*PROBLEM*:
List each line of the records below that contains the word "boom", copying every such line in full.

[Items stored from a collection]

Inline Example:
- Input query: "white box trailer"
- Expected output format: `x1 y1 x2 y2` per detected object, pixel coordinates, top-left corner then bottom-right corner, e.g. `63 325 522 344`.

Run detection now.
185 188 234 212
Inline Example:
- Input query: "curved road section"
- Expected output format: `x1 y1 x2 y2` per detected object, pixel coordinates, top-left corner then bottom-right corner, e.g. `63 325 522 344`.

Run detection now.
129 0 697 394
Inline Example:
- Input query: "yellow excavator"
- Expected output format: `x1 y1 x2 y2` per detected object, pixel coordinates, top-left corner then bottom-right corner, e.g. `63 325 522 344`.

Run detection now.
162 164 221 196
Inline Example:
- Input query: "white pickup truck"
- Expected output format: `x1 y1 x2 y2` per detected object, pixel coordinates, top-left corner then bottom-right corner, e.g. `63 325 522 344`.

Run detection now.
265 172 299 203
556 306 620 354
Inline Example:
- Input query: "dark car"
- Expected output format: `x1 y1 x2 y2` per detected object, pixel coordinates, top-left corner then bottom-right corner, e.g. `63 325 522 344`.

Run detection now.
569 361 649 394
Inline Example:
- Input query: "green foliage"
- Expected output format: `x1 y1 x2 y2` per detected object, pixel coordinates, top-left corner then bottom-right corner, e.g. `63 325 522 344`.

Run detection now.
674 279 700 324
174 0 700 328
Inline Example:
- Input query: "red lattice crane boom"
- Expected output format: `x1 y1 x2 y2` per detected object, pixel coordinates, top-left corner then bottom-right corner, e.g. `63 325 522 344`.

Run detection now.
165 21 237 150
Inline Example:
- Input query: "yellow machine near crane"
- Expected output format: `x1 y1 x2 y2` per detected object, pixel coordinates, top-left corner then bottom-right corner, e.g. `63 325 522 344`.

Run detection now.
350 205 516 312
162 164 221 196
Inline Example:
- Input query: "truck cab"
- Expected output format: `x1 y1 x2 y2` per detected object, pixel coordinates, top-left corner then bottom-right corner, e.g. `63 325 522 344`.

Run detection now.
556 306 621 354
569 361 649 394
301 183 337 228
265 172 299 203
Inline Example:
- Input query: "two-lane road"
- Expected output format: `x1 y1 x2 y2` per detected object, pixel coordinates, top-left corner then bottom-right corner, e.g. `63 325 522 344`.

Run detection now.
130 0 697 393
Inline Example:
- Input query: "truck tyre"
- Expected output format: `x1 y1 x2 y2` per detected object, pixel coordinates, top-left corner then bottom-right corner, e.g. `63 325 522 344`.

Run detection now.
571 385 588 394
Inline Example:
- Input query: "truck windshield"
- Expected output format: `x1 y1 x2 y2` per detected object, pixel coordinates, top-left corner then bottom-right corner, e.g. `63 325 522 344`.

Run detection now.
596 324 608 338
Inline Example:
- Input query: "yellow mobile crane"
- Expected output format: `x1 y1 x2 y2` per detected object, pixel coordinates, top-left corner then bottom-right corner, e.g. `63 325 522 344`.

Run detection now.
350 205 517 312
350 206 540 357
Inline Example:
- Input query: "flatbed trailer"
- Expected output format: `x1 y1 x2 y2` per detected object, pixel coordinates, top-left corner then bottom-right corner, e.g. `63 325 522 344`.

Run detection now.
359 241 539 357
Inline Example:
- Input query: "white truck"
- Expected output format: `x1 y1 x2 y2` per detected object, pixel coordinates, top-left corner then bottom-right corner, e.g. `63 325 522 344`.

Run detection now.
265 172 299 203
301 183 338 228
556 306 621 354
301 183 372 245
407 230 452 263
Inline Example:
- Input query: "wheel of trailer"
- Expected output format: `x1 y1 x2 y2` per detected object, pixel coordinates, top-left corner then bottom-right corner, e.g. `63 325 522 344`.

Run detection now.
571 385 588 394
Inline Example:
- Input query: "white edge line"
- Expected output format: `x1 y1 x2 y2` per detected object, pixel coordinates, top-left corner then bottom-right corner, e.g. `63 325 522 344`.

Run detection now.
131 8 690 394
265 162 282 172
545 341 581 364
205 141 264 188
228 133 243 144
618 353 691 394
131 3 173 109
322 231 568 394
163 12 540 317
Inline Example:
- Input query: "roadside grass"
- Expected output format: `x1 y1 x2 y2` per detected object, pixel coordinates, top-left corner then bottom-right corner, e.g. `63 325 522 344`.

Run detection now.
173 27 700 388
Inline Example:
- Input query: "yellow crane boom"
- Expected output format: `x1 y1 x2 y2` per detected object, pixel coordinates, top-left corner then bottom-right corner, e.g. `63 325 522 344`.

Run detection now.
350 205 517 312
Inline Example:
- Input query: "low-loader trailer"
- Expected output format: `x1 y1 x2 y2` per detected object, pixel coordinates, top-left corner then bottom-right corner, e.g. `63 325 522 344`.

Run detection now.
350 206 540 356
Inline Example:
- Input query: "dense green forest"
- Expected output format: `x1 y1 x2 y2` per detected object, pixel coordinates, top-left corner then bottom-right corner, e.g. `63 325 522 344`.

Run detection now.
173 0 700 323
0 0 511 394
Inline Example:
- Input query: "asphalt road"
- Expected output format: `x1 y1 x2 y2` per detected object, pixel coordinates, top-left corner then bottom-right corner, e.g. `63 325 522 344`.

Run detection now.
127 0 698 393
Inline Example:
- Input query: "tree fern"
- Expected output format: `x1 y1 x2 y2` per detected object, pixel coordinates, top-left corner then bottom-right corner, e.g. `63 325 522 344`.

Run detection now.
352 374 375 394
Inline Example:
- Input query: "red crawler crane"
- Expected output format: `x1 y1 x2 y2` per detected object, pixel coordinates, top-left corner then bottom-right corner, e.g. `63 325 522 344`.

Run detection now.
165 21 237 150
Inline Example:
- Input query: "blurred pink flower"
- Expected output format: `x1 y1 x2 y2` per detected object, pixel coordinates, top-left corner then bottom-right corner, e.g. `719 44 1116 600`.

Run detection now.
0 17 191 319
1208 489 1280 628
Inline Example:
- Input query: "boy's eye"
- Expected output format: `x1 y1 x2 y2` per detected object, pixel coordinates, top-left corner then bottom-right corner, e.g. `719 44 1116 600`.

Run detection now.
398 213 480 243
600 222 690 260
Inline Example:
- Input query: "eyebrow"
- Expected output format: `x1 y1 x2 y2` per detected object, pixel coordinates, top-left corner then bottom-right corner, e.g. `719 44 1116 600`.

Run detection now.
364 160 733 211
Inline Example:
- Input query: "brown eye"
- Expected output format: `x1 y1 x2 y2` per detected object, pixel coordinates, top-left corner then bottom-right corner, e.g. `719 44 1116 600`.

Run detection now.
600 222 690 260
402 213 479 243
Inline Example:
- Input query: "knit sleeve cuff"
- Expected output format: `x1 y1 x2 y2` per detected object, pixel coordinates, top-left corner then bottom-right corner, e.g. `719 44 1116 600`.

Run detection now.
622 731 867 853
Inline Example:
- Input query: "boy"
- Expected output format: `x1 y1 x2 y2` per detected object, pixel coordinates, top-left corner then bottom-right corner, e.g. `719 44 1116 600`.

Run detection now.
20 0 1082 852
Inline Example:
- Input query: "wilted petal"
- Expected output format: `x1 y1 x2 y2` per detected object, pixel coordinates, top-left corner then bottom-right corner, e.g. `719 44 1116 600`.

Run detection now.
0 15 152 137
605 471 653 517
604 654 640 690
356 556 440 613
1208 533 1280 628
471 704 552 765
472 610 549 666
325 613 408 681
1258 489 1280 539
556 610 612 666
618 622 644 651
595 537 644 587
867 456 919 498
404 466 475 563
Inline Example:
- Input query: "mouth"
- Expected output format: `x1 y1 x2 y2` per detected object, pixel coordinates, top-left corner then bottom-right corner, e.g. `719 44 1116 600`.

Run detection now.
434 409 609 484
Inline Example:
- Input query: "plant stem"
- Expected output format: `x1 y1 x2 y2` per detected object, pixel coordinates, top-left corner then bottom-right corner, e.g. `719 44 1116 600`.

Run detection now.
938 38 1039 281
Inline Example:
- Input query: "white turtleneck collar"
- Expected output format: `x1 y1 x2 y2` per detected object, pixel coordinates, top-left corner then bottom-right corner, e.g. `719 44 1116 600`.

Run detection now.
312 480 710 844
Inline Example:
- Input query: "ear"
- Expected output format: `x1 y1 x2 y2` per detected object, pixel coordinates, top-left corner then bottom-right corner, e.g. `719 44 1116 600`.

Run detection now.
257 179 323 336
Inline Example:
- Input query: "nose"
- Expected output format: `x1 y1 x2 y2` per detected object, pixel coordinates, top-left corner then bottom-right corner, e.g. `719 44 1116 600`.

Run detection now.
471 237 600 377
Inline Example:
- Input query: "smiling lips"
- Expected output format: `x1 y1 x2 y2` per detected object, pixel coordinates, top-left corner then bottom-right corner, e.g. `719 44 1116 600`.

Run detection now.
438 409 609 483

*ANSWER FOR THE TASK*:
- Input query: "red lattice crane boom"
- Input query: "yellow crane boom"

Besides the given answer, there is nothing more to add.